— Start —

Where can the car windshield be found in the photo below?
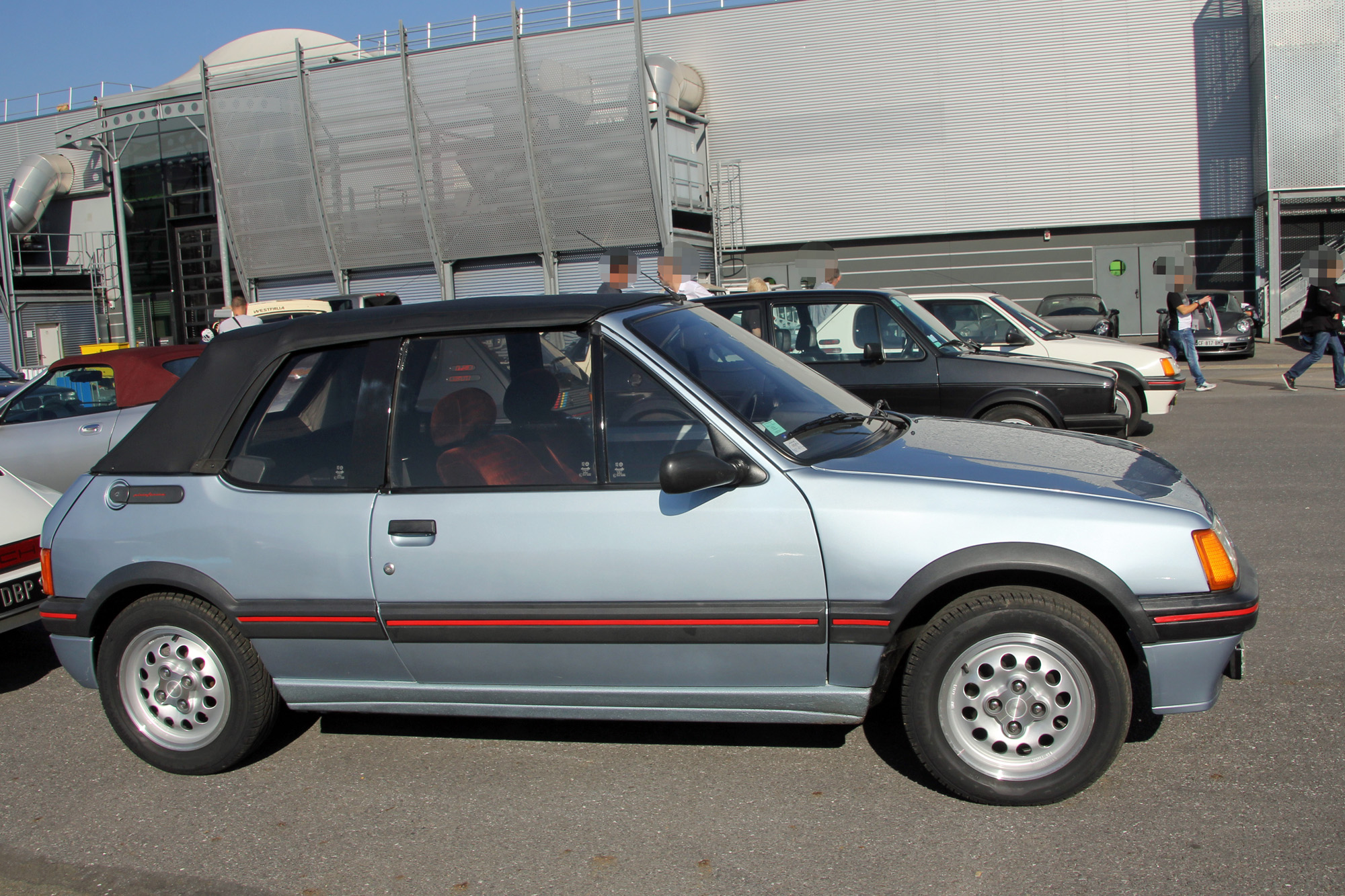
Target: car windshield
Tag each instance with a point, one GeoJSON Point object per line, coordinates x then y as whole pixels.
{"type": "Point", "coordinates": [765, 386]}
{"type": "Point", "coordinates": [1028, 319]}
{"type": "Point", "coordinates": [1070, 306]}
{"type": "Point", "coordinates": [930, 327]}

— End —

**STATED TASK**
Convert the material above into a JSON list of strings with one string per line. Skip blank lines and leave out the picture.

**ANSWER TO THE PROBLEM**
[
  "Where can the car windshield be found in the photo below?",
  "Target: car windshield",
  "Tag each instance with a point, one GeoJSON Point object per line, coordinates x then y as whole pixels.",
  "{\"type\": \"Point\", \"coordinates\": [765, 386]}",
  "{\"type\": \"Point\", \"coordinates\": [1028, 319]}",
  "{\"type\": \"Point\", \"coordinates\": [1070, 306]}",
  "{\"type\": \"Point\", \"coordinates\": [930, 327]}"
]